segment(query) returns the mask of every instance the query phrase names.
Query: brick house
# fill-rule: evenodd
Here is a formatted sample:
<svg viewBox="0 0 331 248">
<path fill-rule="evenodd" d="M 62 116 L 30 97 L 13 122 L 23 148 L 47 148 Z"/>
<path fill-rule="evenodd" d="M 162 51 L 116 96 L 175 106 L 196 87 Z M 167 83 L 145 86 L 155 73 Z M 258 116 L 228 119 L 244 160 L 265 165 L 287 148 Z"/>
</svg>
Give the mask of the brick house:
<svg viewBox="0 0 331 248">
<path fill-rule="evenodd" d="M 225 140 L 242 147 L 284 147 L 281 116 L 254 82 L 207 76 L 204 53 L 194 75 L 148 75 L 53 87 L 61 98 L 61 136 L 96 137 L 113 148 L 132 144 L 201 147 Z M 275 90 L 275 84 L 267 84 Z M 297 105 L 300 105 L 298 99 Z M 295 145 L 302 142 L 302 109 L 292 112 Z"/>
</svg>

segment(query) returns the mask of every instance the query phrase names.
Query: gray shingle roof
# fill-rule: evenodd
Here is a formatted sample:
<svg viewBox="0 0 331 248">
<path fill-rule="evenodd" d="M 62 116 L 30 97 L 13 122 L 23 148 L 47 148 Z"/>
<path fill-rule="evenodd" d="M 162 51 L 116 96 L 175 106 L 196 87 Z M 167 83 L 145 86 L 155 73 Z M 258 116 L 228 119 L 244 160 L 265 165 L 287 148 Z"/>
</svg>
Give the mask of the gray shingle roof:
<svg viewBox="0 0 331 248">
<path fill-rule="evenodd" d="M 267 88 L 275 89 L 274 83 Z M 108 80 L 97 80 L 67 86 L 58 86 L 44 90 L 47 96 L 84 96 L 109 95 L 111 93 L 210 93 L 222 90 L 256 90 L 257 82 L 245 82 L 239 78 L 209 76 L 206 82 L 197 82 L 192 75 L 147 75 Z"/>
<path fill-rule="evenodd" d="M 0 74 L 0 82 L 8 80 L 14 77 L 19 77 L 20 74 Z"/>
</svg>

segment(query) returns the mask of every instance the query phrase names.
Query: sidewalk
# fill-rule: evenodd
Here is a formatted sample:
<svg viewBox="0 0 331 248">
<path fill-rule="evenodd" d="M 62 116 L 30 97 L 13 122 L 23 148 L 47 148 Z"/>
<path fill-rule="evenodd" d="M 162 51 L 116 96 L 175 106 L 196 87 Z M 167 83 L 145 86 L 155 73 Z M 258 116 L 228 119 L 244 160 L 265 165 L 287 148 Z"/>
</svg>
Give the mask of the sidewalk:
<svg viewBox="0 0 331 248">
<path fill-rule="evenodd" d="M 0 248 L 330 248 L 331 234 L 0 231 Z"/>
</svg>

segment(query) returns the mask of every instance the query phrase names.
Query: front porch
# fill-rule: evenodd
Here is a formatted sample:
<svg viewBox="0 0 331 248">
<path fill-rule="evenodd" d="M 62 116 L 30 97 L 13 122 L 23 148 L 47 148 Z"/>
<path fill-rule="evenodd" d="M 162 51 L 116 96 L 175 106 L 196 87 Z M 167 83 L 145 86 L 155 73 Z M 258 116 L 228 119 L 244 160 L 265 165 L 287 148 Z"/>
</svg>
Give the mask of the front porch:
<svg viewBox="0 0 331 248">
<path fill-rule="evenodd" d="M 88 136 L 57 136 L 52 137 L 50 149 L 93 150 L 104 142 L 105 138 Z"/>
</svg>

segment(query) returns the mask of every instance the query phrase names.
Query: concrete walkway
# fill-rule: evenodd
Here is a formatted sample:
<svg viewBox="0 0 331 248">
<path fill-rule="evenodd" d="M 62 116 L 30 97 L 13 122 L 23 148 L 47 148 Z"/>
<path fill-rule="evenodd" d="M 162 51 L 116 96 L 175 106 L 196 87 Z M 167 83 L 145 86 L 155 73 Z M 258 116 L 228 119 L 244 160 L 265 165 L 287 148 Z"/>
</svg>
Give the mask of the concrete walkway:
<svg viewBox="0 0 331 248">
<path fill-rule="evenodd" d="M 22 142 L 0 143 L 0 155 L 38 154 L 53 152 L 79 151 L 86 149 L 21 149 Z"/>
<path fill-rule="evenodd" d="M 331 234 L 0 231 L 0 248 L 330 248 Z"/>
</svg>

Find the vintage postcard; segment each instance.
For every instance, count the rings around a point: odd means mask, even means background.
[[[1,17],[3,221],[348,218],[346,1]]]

__________

**Given task**
Each line above is to be repeated exactly.

**The answer**
segment(query) returns the mask of every instance the query phrase names.
Query: brick house
# fill-rule: evenodd
Here is a formatted sample:
<svg viewBox="0 0 331 248">
<path fill-rule="evenodd" d="M 62 116 L 30 97 L 13 122 L 23 148 L 47 148 Z"/>
<path fill-rule="evenodd" d="M 162 51 L 116 96 L 175 106 L 196 87 Z M 167 83 L 145 86 L 155 73 Z M 258 116 L 228 119 L 244 160 L 265 165 L 287 148 Z"/>
</svg>
Give the mask of the brick house:
<svg viewBox="0 0 331 248">
<path fill-rule="evenodd" d="M 225 140 L 242 147 L 284 147 L 281 116 L 254 82 L 207 76 L 204 53 L 194 75 L 148 75 L 53 87 L 61 98 L 61 136 L 96 137 L 113 148 L 132 144 L 201 147 Z M 275 90 L 275 84 L 267 84 Z M 297 105 L 300 105 L 298 99 Z M 295 145 L 302 142 L 302 109 L 292 112 Z"/>
</svg>

segment(query) returns the mask of every instance the query phrase names.
Query: gray shingle roof
# fill-rule: evenodd
Here is a formatted sample:
<svg viewBox="0 0 331 248">
<path fill-rule="evenodd" d="M 62 116 L 30 97 L 13 122 L 23 148 L 47 148 Z"/>
<path fill-rule="evenodd" d="M 162 51 L 116 96 L 175 106 L 196 87 Z M 167 83 L 145 86 L 155 73 Z M 258 116 L 228 119 L 244 160 L 265 165 L 287 148 Z"/>
</svg>
Give the mask of the gray shingle roof:
<svg viewBox="0 0 331 248">
<path fill-rule="evenodd" d="M 267 88 L 275 89 L 274 83 Z M 108 80 L 97 80 L 67 86 L 58 86 L 44 90 L 47 96 L 84 96 L 109 95 L 111 93 L 210 93 L 222 90 L 256 90 L 257 82 L 245 82 L 239 78 L 209 76 L 206 82 L 197 82 L 192 75 L 147 75 Z"/>
<path fill-rule="evenodd" d="M 0 74 L 0 82 L 8 80 L 14 77 L 19 77 L 20 74 Z"/>
</svg>

segment(query) returns the mask of every instance the query phrase names.
Query: sidewalk
# fill-rule: evenodd
Here is a formatted sample:
<svg viewBox="0 0 331 248">
<path fill-rule="evenodd" d="M 62 116 L 30 97 L 13 122 L 23 148 L 47 148 Z"/>
<path fill-rule="evenodd" d="M 162 51 L 116 96 L 175 106 L 196 87 Z M 167 83 L 145 86 L 155 73 Z M 258 116 L 228 119 L 244 160 L 265 165 L 287 148 Z"/>
</svg>
Give the mask of the sidewalk:
<svg viewBox="0 0 331 248">
<path fill-rule="evenodd" d="M 0 248 L 330 248 L 331 234 L 0 231 Z"/>
</svg>

segment(query) returns the mask of every instance the query phrase names.
Query: front porch
# fill-rule: evenodd
Here is a formatted sample:
<svg viewBox="0 0 331 248">
<path fill-rule="evenodd" d="M 62 116 L 30 97 L 13 122 L 23 148 L 47 148 Z"/>
<path fill-rule="evenodd" d="M 162 51 L 116 96 L 175 106 L 196 87 Z M 167 83 L 145 86 L 155 73 Z M 258 116 L 228 119 L 244 160 L 265 165 L 287 148 Z"/>
</svg>
Give the mask of the front porch:
<svg viewBox="0 0 331 248">
<path fill-rule="evenodd" d="M 88 136 L 57 136 L 52 137 L 50 149 L 93 150 L 104 142 L 105 138 Z"/>
</svg>

segment(query) returns the mask of every instance the query phrase names.
Query: concrete walkway
# fill-rule: evenodd
Here is a formatted sample:
<svg viewBox="0 0 331 248">
<path fill-rule="evenodd" d="M 62 116 L 30 97 L 13 122 L 23 148 L 47 148 Z"/>
<path fill-rule="evenodd" d="M 162 51 L 116 96 L 175 106 L 196 87 Z M 167 83 L 145 86 L 155 73 Z M 258 116 L 228 119 L 244 160 L 265 165 L 287 148 Z"/>
</svg>
Give the mask of the concrete walkway:
<svg viewBox="0 0 331 248">
<path fill-rule="evenodd" d="M 22 142 L 0 143 L 0 155 L 38 154 L 53 152 L 79 151 L 86 149 L 21 149 Z"/>
<path fill-rule="evenodd" d="M 331 234 L 0 231 L 0 248 L 330 248 Z"/>
</svg>

Find the vintage postcard; segment each instance.
For every instance, count the rings around a point: odd means mask, even means background.
[[[1,17],[3,221],[348,218],[346,1]]]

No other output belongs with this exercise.